▶ _Provided entries_:
● ● ● ●
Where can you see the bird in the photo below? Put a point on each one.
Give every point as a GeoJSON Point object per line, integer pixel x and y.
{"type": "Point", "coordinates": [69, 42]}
● ● ● ●
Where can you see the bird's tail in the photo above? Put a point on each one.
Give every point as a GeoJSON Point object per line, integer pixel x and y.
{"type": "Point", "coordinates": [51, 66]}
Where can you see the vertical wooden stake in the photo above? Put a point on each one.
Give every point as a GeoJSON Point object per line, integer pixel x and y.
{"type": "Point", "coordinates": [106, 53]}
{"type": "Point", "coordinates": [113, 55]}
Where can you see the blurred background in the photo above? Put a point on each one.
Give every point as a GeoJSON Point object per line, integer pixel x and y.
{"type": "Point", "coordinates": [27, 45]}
● ● ● ●
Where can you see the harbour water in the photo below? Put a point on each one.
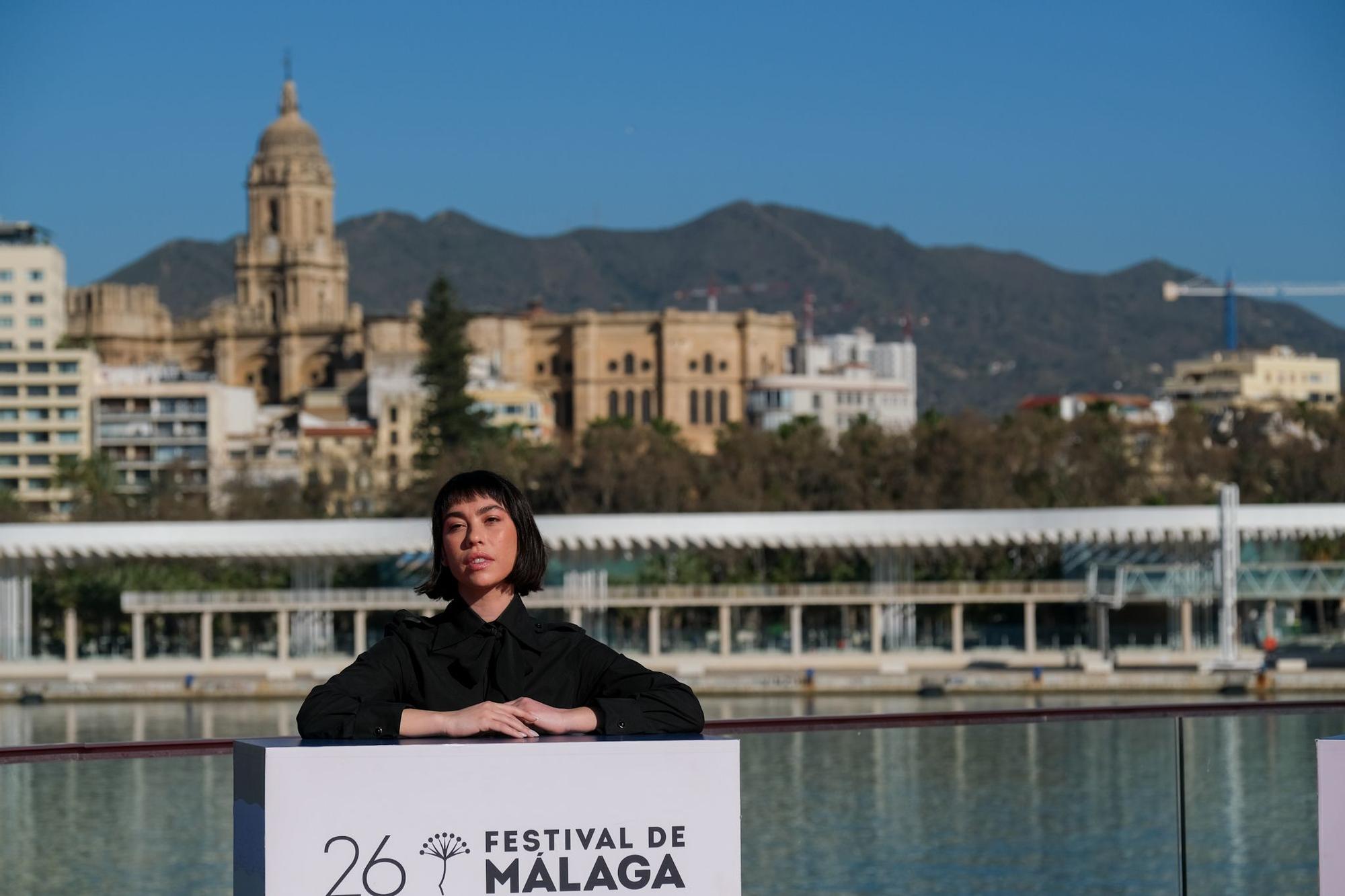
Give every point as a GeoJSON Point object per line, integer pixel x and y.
● ● ● ●
▶ _Required work_:
The word "bird" appears in some lines of the data. Copy every one of those lines.

▶ _Result of the task_:
Where can you see the bird in the photo below? Put a point on each one.
Where can you see the bird's tail in the photo above? Put a point on each one.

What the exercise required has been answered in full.